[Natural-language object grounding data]

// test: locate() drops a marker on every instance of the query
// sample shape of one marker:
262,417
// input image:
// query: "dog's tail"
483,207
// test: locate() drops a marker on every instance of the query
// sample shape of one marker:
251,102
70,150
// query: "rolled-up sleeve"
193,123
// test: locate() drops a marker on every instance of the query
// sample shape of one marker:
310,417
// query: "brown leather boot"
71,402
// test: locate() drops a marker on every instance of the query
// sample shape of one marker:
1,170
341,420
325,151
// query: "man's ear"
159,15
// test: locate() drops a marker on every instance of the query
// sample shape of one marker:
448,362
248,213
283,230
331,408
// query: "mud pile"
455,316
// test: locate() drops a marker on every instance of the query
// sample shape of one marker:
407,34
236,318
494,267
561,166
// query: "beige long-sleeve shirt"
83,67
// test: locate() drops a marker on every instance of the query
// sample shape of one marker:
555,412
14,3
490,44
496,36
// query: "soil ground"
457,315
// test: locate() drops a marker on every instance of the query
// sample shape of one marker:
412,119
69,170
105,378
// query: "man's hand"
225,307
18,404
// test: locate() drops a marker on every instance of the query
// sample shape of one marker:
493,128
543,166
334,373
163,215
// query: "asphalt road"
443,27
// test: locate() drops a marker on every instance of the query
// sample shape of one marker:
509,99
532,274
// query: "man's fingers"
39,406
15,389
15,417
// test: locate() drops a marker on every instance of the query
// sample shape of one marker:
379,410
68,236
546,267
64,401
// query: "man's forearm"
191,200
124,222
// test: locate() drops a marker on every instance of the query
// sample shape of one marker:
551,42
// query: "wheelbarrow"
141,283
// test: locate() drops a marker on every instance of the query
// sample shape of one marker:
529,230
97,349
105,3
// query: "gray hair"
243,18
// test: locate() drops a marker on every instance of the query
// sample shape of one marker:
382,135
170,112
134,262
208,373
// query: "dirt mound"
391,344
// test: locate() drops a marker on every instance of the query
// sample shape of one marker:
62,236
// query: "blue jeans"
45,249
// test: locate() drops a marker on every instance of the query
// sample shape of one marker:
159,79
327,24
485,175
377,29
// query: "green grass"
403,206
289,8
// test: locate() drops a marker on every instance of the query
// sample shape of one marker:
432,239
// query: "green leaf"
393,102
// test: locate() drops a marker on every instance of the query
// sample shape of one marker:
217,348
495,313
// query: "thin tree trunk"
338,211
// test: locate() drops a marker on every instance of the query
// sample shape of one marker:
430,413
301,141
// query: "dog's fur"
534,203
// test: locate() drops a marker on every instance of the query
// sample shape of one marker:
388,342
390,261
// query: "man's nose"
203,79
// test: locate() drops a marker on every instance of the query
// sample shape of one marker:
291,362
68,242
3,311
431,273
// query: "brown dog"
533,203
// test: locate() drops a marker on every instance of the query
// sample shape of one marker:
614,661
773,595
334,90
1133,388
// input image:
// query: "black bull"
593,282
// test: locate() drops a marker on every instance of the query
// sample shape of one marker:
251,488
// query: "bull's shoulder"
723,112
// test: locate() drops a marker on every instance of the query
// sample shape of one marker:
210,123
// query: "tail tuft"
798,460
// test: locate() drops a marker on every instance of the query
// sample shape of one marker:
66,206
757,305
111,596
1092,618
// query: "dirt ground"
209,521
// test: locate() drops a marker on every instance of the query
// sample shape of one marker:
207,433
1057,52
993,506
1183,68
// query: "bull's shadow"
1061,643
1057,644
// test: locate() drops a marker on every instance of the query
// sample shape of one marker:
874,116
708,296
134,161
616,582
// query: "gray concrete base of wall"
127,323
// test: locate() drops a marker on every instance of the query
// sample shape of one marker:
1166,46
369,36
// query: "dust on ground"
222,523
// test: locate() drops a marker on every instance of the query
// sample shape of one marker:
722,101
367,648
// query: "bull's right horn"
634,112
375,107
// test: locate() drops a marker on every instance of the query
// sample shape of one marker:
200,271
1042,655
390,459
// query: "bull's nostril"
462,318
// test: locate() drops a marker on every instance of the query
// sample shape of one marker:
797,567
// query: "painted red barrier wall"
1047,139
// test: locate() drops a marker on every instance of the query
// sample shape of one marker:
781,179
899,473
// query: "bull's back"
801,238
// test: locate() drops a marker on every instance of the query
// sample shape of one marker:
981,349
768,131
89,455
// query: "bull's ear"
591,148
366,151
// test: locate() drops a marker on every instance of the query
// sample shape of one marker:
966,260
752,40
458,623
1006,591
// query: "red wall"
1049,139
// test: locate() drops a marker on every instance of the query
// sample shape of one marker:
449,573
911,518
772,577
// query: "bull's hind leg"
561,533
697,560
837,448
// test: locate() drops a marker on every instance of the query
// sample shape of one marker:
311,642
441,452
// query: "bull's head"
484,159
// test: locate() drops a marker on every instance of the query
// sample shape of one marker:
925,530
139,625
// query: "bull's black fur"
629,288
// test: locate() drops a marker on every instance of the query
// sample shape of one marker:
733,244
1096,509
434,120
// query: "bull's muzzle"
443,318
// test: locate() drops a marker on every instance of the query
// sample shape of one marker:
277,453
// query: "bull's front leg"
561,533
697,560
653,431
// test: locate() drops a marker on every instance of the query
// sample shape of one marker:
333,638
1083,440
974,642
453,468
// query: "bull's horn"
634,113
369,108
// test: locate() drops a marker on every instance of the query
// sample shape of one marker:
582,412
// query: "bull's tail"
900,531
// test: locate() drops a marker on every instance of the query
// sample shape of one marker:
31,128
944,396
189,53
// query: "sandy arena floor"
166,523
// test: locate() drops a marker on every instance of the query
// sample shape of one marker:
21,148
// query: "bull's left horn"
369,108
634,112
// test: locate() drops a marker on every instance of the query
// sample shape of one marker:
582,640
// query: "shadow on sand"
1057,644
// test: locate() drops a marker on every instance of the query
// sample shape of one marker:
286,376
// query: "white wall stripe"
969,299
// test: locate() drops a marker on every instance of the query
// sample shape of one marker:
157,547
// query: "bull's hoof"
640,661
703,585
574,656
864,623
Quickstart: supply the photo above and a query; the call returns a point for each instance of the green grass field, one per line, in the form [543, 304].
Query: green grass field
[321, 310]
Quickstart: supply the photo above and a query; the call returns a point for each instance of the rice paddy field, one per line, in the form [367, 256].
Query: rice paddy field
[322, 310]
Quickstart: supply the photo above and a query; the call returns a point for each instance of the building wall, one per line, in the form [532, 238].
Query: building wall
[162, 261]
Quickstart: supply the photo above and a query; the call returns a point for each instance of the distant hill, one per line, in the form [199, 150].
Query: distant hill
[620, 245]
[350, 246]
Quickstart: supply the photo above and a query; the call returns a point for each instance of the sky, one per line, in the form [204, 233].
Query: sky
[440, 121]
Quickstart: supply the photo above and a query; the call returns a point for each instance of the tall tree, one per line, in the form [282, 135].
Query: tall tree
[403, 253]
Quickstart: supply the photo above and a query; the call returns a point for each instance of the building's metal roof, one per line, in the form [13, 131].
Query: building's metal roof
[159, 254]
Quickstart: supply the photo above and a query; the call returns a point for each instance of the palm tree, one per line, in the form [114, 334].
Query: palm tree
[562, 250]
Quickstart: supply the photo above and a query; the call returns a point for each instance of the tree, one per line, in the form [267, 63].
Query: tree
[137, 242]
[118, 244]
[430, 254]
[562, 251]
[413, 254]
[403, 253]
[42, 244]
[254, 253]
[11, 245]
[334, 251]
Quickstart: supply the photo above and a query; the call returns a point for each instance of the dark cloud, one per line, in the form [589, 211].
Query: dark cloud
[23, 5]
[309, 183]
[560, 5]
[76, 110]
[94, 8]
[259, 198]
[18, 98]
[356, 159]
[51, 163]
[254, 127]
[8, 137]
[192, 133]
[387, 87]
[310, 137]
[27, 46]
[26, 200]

TRY IT: The records above need to be retyped in full, exactly as they stand.

REPLY TO THE TASK:
// test: locate() drops a marker on every instance of the query
// sample shape of one marker:
262,417
// input image:
// query: "dog's tail"
483,207
// test: locate() drops a marker on every instance of the query
// sample shape of one marker:
251,102
70,150
// query: "rolled-up sleeve"
193,123
// test: locate() drops a marker on every instance of the query
// sample shape of one marker:
310,417
// query: "brown leather boot"
71,402
// test: locate() drops a marker on every instance of the query
// sample shape of one marker:
1,170
341,420
325,151
// query: "man's ear"
159,15
// test: locate() drops a marker on every instance of the query
// sample shape of one marker:
448,362
248,213
283,230
331,408
// query: "mud pile"
455,316
// test: locate() drops a marker on every instance of the query
// sample shape of one marker:
407,34
236,318
494,267
561,166
// query: "beige long-sleeve shirt"
83,67
// test: locate() drops a marker on every instance of the query
// sample shape of one marker:
555,412
14,3
490,44
496,36
// query: "soil ground"
457,315
// test: locate() drops a marker on every instance of the query
// sample shape of one marker:
412,119
69,170
105,378
// query: "man's hand"
225,307
18,404
// test: locate() drops a marker on every instance of the query
// sample shape of one marker:
493,128
543,166
334,373
163,215
// query: "asphalt road"
443,27
// test: locate() drops a marker on every instance of the query
// sample shape of one marker:
509,99
532,274
// query: "man's fingers"
39,406
15,389
15,417
// test: locate() drops a marker on every instance of the query
// sample shape of one marker:
379,410
68,236
546,267
64,401
// query: "man's forearm"
191,200
124,222
// test: locate() drops a marker on every instance of the query
// sample shape of one marker:
551,42
// query: "wheelbarrow"
141,283
// test: locate() drops a marker on every instance of the query
// sample shape of one marker:
529,230
97,349
105,3
// query: "gray hair"
243,18
// test: locate() drops a marker on every instance of the query
// sample shape of one marker:
382,135
170,112
134,262
208,373
// query: "dirt mound"
391,344
// test: locate() drops a marker on every instance of the query
// sample shape of one marker:
62,236
// query: "blue jeans"
45,249
// test: locate() drops a marker on every instance of the query
// sample shape of one marker:
159,79
327,24
485,175
377,29
// query: "green grass"
403,206
289,8
// test: locate() drops a marker on every instance of the query
// sample shape of one marker:
432,239
// query: "green leaf"
393,102
// test: locate() drops a marker on every instance of the query
// sample shape of one marker:
217,348
495,313
// query: "thin tree trunk"
338,211
// test: locate() drops a marker on every instance of the query
// sample shape of one marker:
430,413
301,141
// query: "dog's fur"
534,203
// test: locate() drops a marker on every instance of the query
// sample shape of one marker:
388,342
390,261
// query: "man's nose"
203,79
// test: locate() drops a marker on every instance of the query
// sample shape of one marker:
291,362
68,242
3,311
431,273
// query: "brown dog"
533,203
// test: locate() drops a marker on every instance of the query
// sample shape of one marker:
614,661
773,595
334,90
1133,388
// input image:
// query: "black bull"
593,282
// test: locate() drops a marker on every instance of the query
// sample shape of one marker:
251,488
// query: "bull's shoulder"
723,112
// test: locate() drops a marker on every instance of the query
// sample shape of one marker:
210,123
// query: "tail tuft"
798,460
// test: locate() drops a marker on every instance of the query
// sample shape of one marker:
66,206
757,305
111,596
1092,618
// query: "dirt ground"
209,521
// test: locate() drops a marker on every instance of the query
// sample shape of one marker:
207,433
1057,52
993,506
1183,68
// query: "bull's shadow"
1061,643
1057,644
// test: locate() drops a marker on every instance of the query
// sample shape of one marker:
874,116
708,296
134,161
616,582
// query: "gray concrete base of wall"
127,323
// test: locate() drops a marker on every instance of the query
// sample shape of one marker:
1166,46
369,36
// query: "dust on ground"
222,523
// test: locate() drops a marker on every instance of the query
// sample shape of one marker:
722,101
367,648
// query: "bull's right horn"
634,112
375,107
// test: locate() drops a marker on every instance of the query
// sample shape of one marker:
200,271
1042,655
390,459
// query: "bull's nostril"
462,318
// test: locate() drops a marker on every instance of the query
// sample shape of one marker:
797,567
// query: "painted red barrier wall"
1047,139
// test: locate() drops a marker on every instance of the query
// sample shape of one marker:
781,179
899,473
// query: "bull's back"
801,238
// test: locate() drops a marker on every instance of the query
// sample shape of one marker:
981,349
768,131
89,455
// query: "bull's ear"
591,148
366,151
// test: locate() drops a marker on every instance of the query
// sample shape of one marker:
966,260
752,40
458,623
1006,591
// query: "red wall"
1049,139
// test: locate() drops a marker on every instance of the query
// sample shape of one marker:
449,573
911,518
772,577
// query: "bull's hind leg"
561,533
697,560
837,448
// test: locate() drops a marker on every instance of the query
// sample shape of one marker:
311,642
441,452
// query: "bull's head"
484,159
// test: locate() drops a marker on every instance of the query
// sample shape of one marker:
925,530
139,625
// query: "bull's black fur"
629,288
// test: locate() drops a marker on every instance of the query
// sample shape of one marker:
733,244
1096,509
434,120
// query: "bull's muzzle"
443,318
// test: locate() drops a marker on every instance of the query
// sample shape of one marker:
277,453
// query: "bull's front leg"
561,533
697,560
653,431
// test: locate() drops a marker on every instance of the query
// sample shape of one marker:
333,638
1083,440
974,642
453,468
// query: "bull's horn"
634,113
369,108
// test: locate() drops a marker on every instance of the query
// sample shape of one marker:
582,412
// query: "bull's tail"
900,531
// test: locate() drops a marker on every instance of the query
// sample shape of one marker:
31,128
944,396
189,53
// query: "sandy arena floor"
166,523
// test: locate() drops a marker on every instance of the query
// sample shape of one marker:
21,148
// query: "bull's left horn"
369,108
634,112
// test: locate() drops a marker on every instance of the query
// sample shape of one marker:
582,640
// query: "shadow on sand"
1057,644
// test: locate() drops a marker on every instance of the query
// sample shape of one marker:
286,376
// query: "white wall stripe"
969,299
// test: locate() drops a marker on every instance of the query
// sample shape of one marker:
157,547
// query: "bull's hoof"
640,661
703,585
574,656
864,623
Quickstart: supply the photo above and a query; the call returns a point for each instance of the green grass field, one per line, in the form [543, 304].
Query: green grass field
[321, 310]
Quickstart: supply the photo above and a query; the call returns a point for each instance of the rice paddy field, one per line, in the form [367, 256].
Query: rice paddy field
[322, 310]
Quickstart: supply the photo above and a query; the call returns a point for each instance of the building wall, one per line, in the form [532, 238].
Query: building wall
[162, 261]
Quickstart: supply the photo above and a query; the call returns a point for each instance of the distant hill, one per line, in the form [199, 150].
Query: distant hill
[620, 245]
[350, 246]
Quickstart: supply the photo above and a query; the call returns a point for each instance of the sky, one per line, in the form [204, 233].
Query: sky
[440, 121]
Quickstart: supply the photo above and a query; the call returns a point for each instance of the tall tree, one per line, in the form [282, 135].
Query: tall tree
[403, 253]
Quickstart: supply the photo above and a query; the call returns a point for each instance of the building's metal roof, one per line, in the form [13, 131].
Query: building's metal roof
[159, 254]
Quickstart: supply the photo above and a query; the call returns a point for each instance of the palm tree, one per line, in the form [114, 334].
Query: palm tree
[562, 250]
Quickstart: supply the photo above and a query; the call returns a point for each instance of the tree, one per line, in the form [267, 63].
Query: tree
[137, 242]
[118, 244]
[430, 254]
[562, 251]
[413, 254]
[403, 253]
[42, 244]
[254, 253]
[11, 245]
[334, 251]
Quickstart: supply the photo above and a query; the call returns a point for each instance of the dark cloud, one per line, in the form [589, 211].
Query: dark cloud
[23, 5]
[309, 183]
[560, 5]
[76, 110]
[94, 8]
[259, 198]
[18, 98]
[356, 159]
[51, 163]
[254, 127]
[8, 137]
[192, 133]
[387, 87]
[310, 137]
[27, 46]
[26, 200]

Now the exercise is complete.